[Point-based annotation data]
▼▼▼

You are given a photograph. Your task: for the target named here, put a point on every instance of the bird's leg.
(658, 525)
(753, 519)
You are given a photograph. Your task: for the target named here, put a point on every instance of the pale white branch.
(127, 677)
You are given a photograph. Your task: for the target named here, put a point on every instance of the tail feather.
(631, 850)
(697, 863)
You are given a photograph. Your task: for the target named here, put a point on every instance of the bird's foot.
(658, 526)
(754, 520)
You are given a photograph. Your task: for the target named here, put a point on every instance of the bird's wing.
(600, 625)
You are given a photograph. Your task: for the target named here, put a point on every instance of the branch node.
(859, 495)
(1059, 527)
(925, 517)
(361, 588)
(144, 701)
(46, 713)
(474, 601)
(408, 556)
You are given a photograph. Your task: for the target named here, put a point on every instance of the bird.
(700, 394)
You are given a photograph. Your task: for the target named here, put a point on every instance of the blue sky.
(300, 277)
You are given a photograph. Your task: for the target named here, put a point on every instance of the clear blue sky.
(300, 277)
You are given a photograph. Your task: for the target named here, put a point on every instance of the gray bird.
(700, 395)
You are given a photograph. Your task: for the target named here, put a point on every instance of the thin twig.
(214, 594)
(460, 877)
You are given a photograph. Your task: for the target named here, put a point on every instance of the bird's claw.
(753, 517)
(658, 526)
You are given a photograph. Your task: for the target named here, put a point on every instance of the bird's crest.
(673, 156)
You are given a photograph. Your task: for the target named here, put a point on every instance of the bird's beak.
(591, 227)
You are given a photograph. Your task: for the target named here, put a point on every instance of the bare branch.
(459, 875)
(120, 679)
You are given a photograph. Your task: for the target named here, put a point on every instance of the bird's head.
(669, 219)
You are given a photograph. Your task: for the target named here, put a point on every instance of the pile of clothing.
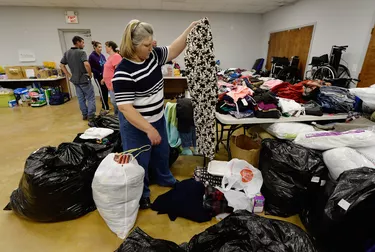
(244, 95)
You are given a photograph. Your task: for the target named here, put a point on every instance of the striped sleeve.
(124, 88)
(162, 53)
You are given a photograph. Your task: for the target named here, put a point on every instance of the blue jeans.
(154, 161)
(113, 101)
(85, 94)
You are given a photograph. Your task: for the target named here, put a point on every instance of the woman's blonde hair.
(135, 32)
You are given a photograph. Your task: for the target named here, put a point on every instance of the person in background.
(76, 59)
(109, 69)
(97, 61)
(139, 89)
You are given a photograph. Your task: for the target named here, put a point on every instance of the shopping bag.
(245, 148)
(241, 175)
(117, 189)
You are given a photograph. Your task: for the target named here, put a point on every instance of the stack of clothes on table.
(243, 95)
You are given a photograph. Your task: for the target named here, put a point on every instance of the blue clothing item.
(113, 101)
(86, 99)
(97, 65)
(154, 161)
(188, 139)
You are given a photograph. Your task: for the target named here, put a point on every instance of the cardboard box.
(14, 72)
(30, 71)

▲▲▲

▸ **What you need to do**:
Skip the pictures and print each record exactly as it stands.

▸ **Exercise output**:
You are given a photograph. Your task: for the target named here, put a point on every instance of the bird's leg.
(658, 525)
(753, 519)
You are given a photograph. Your task: for the target named here, put a point on every instance of the pale white branch.
(127, 677)
You are given a photograph. Your task: for the target named here, put a point on every instance of the tail feather.
(631, 850)
(697, 863)
You are given a photograph. Your task: for the target named here, put a point on every instance of the bird's foot.
(658, 526)
(754, 520)
You are given a photograph. Your task: for the target named here, put a point on every instance of the bird's wing.
(600, 625)
You are given a photograph. Your task: for the target named here, put a point on every instance of the branch node.
(859, 495)
(1059, 527)
(925, 517)
(361, 588)
(144, 701)
(46, 713)
(474, 601)
(408, 556)
You are given a photograph. Your task: for the target named here, put a point on every instance of the bird.
(700, 394)
You are given a photograph. Your task: for the target named here, put a point on every instance of the blue sky.
(300, 277)
You are given a photograph. Your task: for the target named here, put a point on every instance of the clear blue sky.
(300, 277)
You are given a photograph. Your task: for the target named here, put a point on every instance of the gray bird.
(700, 395)
You are given a photograph. Your task: for the target named here, put a point on every instance of the thin twig.
(214, 594)
(460, 877)
You are given a photograph. Your task: for the target named here, put a point on every instance of the bird's claw.
(753, 517)
(658, 526)
You are given a photograph. Your task: for the target named here, put a point on every instance of the bird's crest.
(673, 156)
You are given a photograph. Your task: for the target named here, put a point on every instance of the bird's beak.
(591, 227)
You are given a photograph. Your task: for the target named here, put a point on every instance of the bare branch.
(459, 875)
(120, 679)
You are given a photograph. Your task: for the target named here, put a point on every instance of the bird's head.
(669, 219)
You are given a photograph. Your task: for the target named here, put a point on every instance of the pile of clothing.
(244, 95)
You are given a photograph. Your task: for the target named here, put a point on every instance of the striped sleeve.
(124, 88)
(162, 53)
You are given a photograph. Your task: for the target named here, put a point on every instance of the blue jeans.
(154, 161)
(113, 101)
(85, 94)
You are given a photograph. Your task: for the target named here, put a point on every instance of the woman's blonde hair.
(135, 32)
You are given a photograph. Your task: for the target named here, put a point on every instance of the person in background.
(76, 59)
(109, 69)
(97, 61)
(139, 89)
You are given a photograph. Your task: for the target named here, put a point on every instance of the shopping bag.
(245, 148)
(241, 175)
(117, 189)
You are given a photograph. Your task: for the target named here, put a point on every instance of the stack of clothes on table.
(243, 95)
You are given a photograph. Your task: for the target named here, put a point on every instance of the blue clothing item.
(113, 101)
(86, 99)
(97, 65)
(154, 161)
(188, 139)
You are given a photograph. Your task: for the target named here, put a point on every instance of the cardboard box.
(14, 72)
(30, 71)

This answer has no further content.